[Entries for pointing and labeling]
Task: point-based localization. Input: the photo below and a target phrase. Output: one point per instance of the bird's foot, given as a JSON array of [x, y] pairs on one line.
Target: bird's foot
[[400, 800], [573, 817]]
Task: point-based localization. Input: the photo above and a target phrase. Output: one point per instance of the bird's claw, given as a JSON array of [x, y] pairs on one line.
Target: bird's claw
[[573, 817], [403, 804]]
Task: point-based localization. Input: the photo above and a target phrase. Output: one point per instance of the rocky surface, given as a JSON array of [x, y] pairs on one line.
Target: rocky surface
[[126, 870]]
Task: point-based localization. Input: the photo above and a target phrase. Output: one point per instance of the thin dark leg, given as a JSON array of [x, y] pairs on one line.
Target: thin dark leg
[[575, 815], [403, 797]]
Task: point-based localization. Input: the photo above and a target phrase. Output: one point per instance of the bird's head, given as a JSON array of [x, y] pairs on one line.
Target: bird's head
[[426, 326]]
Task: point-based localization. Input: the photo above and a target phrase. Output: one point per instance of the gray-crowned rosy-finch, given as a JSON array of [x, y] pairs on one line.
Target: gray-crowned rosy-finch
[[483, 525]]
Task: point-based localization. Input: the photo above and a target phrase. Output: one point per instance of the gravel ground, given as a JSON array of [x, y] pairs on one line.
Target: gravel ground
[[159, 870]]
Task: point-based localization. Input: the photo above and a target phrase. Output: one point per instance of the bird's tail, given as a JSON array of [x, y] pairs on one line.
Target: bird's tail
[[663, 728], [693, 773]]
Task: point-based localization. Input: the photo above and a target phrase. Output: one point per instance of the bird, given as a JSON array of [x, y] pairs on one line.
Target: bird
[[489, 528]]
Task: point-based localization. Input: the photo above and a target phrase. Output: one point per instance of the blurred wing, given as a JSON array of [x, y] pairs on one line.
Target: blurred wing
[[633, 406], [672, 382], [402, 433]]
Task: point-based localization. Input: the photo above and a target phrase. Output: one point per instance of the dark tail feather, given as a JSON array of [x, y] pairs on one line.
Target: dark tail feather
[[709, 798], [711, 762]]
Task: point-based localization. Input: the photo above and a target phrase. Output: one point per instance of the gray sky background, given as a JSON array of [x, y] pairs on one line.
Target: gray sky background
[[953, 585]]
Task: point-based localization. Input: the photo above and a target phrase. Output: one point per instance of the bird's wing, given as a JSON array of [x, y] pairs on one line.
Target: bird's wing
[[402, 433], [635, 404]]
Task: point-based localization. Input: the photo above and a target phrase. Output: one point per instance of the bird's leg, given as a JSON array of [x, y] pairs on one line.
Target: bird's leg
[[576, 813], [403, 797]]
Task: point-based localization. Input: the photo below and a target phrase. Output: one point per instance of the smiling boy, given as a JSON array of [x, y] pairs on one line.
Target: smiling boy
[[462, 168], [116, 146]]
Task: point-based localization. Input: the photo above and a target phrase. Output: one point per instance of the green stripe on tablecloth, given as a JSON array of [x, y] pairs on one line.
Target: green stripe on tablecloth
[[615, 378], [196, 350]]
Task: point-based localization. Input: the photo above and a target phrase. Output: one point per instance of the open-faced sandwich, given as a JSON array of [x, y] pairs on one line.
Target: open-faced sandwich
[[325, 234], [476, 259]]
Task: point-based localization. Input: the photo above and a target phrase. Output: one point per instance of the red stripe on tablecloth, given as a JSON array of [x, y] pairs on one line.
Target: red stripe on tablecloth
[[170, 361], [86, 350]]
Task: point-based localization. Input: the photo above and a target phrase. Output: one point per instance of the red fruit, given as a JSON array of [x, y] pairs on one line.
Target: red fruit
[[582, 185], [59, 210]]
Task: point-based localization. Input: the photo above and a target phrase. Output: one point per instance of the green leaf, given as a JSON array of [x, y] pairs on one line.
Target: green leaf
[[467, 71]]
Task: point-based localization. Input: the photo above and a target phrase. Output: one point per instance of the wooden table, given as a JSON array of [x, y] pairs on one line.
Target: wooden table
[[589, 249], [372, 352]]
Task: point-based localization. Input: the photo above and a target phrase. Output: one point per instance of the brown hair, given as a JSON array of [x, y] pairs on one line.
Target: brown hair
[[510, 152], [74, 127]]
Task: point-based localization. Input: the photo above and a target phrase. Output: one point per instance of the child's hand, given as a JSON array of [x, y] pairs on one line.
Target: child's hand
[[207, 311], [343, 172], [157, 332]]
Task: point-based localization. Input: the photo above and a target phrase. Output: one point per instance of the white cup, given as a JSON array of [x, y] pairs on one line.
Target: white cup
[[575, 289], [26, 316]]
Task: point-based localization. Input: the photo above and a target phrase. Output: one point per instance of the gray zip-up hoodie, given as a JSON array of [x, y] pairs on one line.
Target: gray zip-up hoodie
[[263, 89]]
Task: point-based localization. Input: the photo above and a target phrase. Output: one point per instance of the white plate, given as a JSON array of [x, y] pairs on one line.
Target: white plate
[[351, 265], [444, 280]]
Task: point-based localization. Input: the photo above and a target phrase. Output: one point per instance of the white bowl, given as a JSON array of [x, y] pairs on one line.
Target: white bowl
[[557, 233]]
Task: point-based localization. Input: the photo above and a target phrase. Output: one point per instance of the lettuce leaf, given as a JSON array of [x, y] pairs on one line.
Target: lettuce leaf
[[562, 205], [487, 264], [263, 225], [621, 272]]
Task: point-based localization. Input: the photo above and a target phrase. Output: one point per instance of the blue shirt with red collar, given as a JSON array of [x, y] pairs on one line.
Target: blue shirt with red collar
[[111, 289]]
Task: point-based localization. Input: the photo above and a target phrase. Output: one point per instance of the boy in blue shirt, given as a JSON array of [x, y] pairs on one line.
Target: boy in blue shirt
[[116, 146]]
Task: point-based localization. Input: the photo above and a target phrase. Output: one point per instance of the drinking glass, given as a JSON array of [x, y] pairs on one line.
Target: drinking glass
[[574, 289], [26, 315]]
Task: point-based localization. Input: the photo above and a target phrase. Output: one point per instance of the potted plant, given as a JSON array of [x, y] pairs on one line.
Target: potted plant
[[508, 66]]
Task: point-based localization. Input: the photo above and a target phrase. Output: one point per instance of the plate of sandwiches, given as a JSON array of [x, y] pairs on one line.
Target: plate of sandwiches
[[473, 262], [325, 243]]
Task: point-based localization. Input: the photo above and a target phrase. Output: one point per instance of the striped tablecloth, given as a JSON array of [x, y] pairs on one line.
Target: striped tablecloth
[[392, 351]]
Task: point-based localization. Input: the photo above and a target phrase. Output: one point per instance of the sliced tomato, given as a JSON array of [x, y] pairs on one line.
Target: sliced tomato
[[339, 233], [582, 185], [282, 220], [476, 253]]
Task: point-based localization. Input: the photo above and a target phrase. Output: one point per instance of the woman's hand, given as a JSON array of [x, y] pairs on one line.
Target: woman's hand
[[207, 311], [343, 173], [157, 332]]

_EXERCISE TASK_. Rewrite the rows that open with the line containing "bird's wing, given" and close with the line containing "[[462, 168], [116, 146]]", both ends included, keeping each request unchanged and offsetting every coordinate in the answers by 45.

_RESPONSE TO THE TASK_.
Task: point-based localization. Input: the photo above and a target phrase. Output: one point per instance of the bird's wing, given as a JSON array of [x, y] pairs on one line.
Target: bird's wing
[[447, 478], [680, 449]]
Task: point-based localization. Input: the photo above and a target phrase. Output: one point per instance of the bird's leg, given as a JSON array of [x, y] pairs on one line.
Target: bird's leg
[[621, 858], [448, 842]]
Task: point-based localization. Input: the photo below and a target phrase. Output: one point per instance of the smiling boy, given as a JSON array of [x, y] pairs on one line.
Target: smiling boy
[[507, 213], [161, 191]]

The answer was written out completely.